(Coordinate labeling data)
+++

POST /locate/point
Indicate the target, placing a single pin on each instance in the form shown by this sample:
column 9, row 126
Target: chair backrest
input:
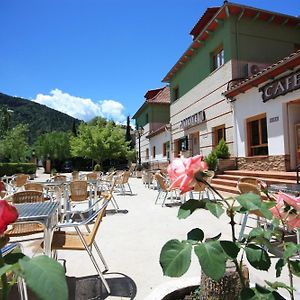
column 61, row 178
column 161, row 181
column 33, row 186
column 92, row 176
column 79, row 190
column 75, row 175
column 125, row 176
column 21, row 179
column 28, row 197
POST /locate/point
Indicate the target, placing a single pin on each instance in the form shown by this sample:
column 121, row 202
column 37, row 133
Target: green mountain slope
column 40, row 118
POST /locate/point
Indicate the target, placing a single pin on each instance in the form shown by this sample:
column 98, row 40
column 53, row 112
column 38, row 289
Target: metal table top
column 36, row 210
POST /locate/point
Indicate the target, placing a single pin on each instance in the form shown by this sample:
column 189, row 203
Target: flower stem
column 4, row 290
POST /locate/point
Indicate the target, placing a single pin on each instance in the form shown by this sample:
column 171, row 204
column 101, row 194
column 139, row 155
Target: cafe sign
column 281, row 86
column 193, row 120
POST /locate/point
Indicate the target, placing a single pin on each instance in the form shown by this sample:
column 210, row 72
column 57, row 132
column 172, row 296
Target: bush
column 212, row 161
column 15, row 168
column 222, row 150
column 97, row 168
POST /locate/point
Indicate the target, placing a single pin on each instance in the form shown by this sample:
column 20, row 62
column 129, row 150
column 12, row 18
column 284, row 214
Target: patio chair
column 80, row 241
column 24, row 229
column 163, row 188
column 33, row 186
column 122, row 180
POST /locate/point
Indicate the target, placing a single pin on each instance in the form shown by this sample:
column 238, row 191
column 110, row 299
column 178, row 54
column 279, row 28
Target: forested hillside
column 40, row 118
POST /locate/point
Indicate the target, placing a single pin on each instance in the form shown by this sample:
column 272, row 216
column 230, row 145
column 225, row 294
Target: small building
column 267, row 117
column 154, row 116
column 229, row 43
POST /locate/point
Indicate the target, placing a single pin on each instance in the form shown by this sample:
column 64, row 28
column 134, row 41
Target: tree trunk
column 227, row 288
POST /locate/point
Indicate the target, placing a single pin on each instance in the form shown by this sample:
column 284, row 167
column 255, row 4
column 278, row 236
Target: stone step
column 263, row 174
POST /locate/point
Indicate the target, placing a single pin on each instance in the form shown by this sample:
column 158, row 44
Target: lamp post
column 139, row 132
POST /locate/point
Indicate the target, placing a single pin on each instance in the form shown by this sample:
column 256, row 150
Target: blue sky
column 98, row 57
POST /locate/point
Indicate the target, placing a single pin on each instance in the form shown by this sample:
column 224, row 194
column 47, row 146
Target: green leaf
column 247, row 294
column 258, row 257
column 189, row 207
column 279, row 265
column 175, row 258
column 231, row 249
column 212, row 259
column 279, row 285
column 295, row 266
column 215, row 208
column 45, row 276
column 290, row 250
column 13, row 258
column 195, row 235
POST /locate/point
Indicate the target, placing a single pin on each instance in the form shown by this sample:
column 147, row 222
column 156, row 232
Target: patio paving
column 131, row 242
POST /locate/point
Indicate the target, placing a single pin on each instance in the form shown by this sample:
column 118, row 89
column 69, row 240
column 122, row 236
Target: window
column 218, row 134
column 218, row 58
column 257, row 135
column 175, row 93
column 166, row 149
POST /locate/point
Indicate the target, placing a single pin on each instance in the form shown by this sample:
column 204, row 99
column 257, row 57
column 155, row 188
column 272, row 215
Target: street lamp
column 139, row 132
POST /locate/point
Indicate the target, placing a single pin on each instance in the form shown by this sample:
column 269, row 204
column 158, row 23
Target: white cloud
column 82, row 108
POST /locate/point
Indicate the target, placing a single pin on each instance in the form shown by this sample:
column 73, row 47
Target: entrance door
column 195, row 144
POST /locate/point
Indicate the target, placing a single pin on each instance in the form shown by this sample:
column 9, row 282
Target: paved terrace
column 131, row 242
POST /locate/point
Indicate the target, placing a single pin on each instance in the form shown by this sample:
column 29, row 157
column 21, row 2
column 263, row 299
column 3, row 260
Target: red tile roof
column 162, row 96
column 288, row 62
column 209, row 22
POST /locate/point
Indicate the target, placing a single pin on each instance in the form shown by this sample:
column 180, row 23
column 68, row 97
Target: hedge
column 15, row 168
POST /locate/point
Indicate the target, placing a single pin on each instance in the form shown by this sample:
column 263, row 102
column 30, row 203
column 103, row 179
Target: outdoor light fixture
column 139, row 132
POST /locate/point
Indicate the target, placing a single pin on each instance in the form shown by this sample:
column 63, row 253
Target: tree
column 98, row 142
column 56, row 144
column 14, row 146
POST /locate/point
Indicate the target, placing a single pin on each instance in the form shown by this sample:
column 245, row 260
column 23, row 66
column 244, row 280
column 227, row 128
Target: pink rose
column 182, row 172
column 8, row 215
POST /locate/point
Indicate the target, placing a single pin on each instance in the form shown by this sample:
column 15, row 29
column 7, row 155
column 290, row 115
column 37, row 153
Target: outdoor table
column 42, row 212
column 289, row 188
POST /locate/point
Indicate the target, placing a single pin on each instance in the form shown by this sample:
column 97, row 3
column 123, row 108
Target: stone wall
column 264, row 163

+++

▶ _Your goal_
Copy each line exactly, and leave the pictures out of your copy.

▶ _The completed task_
POST /locate/point
Indicate the target, placing a single pin on each instance in the form shown by this sample:
column 9, row 126
Target: chair backrest
input:
column 61, row 178
column 161, row 181
column 33, row 186
column 92, row 176
column 79, row 190
column 75, row 175
column 125, row 176
column 21, row 179
column 28, row 197
POST /locate/point
Indicate the target, placing a single pin on each instance in the form shown by this sample:
column 121, row 202
column 37, row 133
Target: green mountain slope
column 40, row 118
POST /locate/point
Indicate the target, placing a single pin on each instance in the form shown by this sample:
column 98, row 40
column 53, row 112
column 38, row 289
Target: metal table top
column 36, row 210
POST /locate/point
Indicate the target, placing a single pin on each instance in the form shown by this sample:
column 189, row 203
Target: flower stem
column 4, row 290
POST /locate/point
Indicate the target, placing a single pin on each instance in the form shown by this sample:
column 171, row 204
column 101, row 194
column 139, row 155
Target: cafe sign
column 281, row 86
column 193, row 120
POST /locate/point
Indicate the target, placing a single pin on each instance in the form shown by this sample:
column 210, row 72
column 57, row 132
column 172, row 296
Target: bush
column 212, row 161
column 15, row 168
column 222, row 150
column 97, row 168
POST /locate/point
Indicate the target, placing a single pin on each instance in the form shown by this sample:
column 20, row 62
column 129, row 150
column 12, row 18
column 284, row 214
Target: patio chair
column 80, row 241
column 24, row 229
column 163, row 188
column 33, row 186
column 122, row 180
POST /locate/point
Indicate the target, placing a single pin on each instance in the form shown by this sample:
column 238, row 191
column 110, row 299
column 178, row 54
column 279, row 28
Target: forested hillside
column 40, row 118
POST /locate/point
Indicate the target, placing a single pin on each instance in the form shown by this sample:
column 272, row 216
column 230, row 145
column 225, row 294
Target: small building
column 267, row 117
column 154, row 116
column 229, row 43
POST /locate/point
Indicate the target, placing a single pin on each instance in the form shown by this sample:
column 64, row 28
column 134, row 41
Target: tree trunk
column 227, row 288
POST /locate/point
Indicate the target, placing a single pin on each instance in the form shown by this sample:
column 284, row 167
column 255, row 4
column 278, row 236
Target: stone step
column 263, row 174
POST /locate/point
Indicate the target, placing a single pin on each instance in the form shown by this sample:
column 158, row 44
Target: lamp post
column 139, row 132
POST /locate/point
Indicate the target, placing a single pin on each instance in the form shown by this sample:
column 256, row 150
Target: blue sky
column 98, row 57
POST /locate/point
Indicate the target, placing a single pin on each instance in the form shown by this sample:
column 224, row 194
column 47, row 146
Target: green leaf
column 247, row 294
column 258, row 257
column 189, row 207
column 279, row 265
column 175, row 258
column 231, row 249
column 212, row 259
column 279, row 285
column 295, row 266
column 215, row 208
column 45, row 276
column 290, row 250
column 13, row 258
column 195, row 235
POST /locate/point
Indicate the target, placing a single pin on each instance in the form shown by this sample:
column 147, row 222
column 156, row 232
Target: patio paving
column 131, row 242
POST /locate/point
Indicate the target, placing a single pin on each instance in the form shown by this sample:
column 118, row 89
column 69, row 240
column 122, row 236
Target: window
column 218, row 134
column 218, row 58
column 257, row 135
column 175, row 93
column 166, row 149
POST /locate/point
Indicate the target, placing a single pin on each instance in the form shown by this sample:
column 204, row 99
column 257, row 57
column 155, row 188
column 272, row 215
Target: street lamp
column 139, row 132
POST /locate/point
Indicate the target, placing a single pin on each instance in the form shown by this sample:
column 269, row 204
column 158, row 23
Target: white cloud
column 82, row 108
POST /locate/point
Indicate the target, placing a single pin on each instance in the form shown by this sample:
column 73, row 47
Target: entrance door
column 195, row 144
POST /locate/point
Indicate the target, placing a single pin on each instance in the form shown by this sample:
column 9, row 282
Target: paved terrace
column 131, row 242
POST /locate/point
Indicate the target, placing a single pin on each instance in the form shown by this sample:
column 29, row 157
column 21, row 2
column 263, row 299
column 3, row 260
Target: red tile roof
column 162, row 96
column 288, row 62
column 209, row 22
POST /locate/point
Indicate the target, placing a single pin on each instance in the form shown by this sample:
column 180, row 23
column 68, row 97
Target: hedge
column 15, row 168
POST /locate/point
Indicate the target, placing a single pin on each instance in the form shown by this sample:
column 263, row 102
column 30, row 203
column 103, row 179
Target: outdoor light fixture
column 139, row 132
POST /locate/point
Indicate the target, placing a single pin on each instance in the form shown by this sample:
column 63, row 253
Target: tree
column 98, row 142
column 56, row 144
column 14, row 146
POST /locate/point
Indicate the target, placing a single pin on each instance in the form shown by this sample:
column 245, row 260
column 23, row 66
column 244, row 280
column 227, row 128
Target: pink rose
column 182, row 172
column 8, row 215
POST /locate/point
Indicate the target, placing a single pin on each instance in the form shown by this sample:
column 15, row 29
column 7, row 155
column 290, row 115
column 37, row 153
Target: outdoor table
column 42, row 212
column 289, row 188
POST /locate/point
Indicate the target, placing a single pin on each instance in the form shown by this sample:
column 97, row 3
column 123, row 108
Target: stone wall
column 264, row 163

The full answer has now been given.